Aim =>
Render every entry below as a two-column CSV with the headers text and answer, one row per entry. Put each entry's text and its answer in their own quoted fields, with line breaks replaced by spaces.

Information supplied =>
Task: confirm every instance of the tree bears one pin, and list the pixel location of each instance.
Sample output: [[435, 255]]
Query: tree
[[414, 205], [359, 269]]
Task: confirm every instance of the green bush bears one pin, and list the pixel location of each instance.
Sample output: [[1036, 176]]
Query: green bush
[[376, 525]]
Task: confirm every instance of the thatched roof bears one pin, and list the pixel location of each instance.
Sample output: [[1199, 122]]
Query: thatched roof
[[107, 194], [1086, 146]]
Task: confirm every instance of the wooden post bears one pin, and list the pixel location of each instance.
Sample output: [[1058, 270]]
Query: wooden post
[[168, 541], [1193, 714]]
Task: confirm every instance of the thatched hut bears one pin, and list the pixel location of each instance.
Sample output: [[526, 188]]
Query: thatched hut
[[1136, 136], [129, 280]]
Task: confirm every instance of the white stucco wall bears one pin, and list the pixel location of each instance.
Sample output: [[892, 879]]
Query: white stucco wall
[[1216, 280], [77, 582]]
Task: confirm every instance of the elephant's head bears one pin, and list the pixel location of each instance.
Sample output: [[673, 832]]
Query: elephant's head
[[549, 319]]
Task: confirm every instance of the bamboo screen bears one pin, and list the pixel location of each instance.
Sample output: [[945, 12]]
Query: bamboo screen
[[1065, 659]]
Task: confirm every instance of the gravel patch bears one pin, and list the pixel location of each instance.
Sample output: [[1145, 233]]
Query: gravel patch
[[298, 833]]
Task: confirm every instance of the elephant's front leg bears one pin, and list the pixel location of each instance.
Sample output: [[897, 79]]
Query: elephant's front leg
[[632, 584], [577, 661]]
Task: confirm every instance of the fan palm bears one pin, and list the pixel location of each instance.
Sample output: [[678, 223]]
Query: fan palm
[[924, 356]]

Problem solution =>
text,answer
"Task: confirm every instance of the tree bears one pin, and list the pixel location of each instance. Sample output: [[435, 255]] Query: tree","[[414, 205], [359, 269]]"
"Task: confirm every instance of the green bush bears one pin, and list the pixel location of each instance. Sample output: [[1036, 176]] Query: green bush","[[376, 525]]"
"Task: confirm every instance of the thatched roof bears one pin, and list the pixel location of each instance. Sample output: [[1199, 122]] Query: thatched roof","[[107, 194], [1086, 146]]"
"Task: confirm every instance of the wooden post bears one pin, and list the pixel location of each instance. Sample output: [[1058, 270]] Query: wooden post","[[168, 541], [1193, 714]]"
"Task: confirm every instance of the thatched hut bears one pin, and list the pixel location of each instance. Sample output: [[526, 188]] Query: thatched hut","[[1136, 136], [129, 280]]"
"Task: confirm every instance of the white stucco wall bears one pin, and list the pixel location of each instance. Sample output: [[892, 879]] Query: white stucco wall","[[1216, 280], [77, 582]]"
"Task: confirm every instance of the elephant's head bears one pin, and list the pixel location of each instance. Sample output: [[673, 832]] Query: elephant's head","[[549, 319]]"
"Task: confirm every instance of the bamboo screen bears one pin, and list the pixel location of each instance. Sample output: [[945, 12]] Query: bamboo screen","[[1065, 659]]"
"Task: confirm every instance of the gravel patch bears one pin, and list the pixel location of each instance. Sample output: [[1145, 233]] Query: gravel patch","[[298, 833]]"
"Task: confirm every instance of the elephant's front leg bears one pin, and list the pixel location of each instance. Sample output: [[897, 79]] Query: elephant's front leg","[[632, 584], [577, 661]]"
"Task: confirm every instance of the fan palm bears one pin, and list the pixel location of each instance. Sample output: [[678, 223]] Query: fan palm","[[924, 356]]"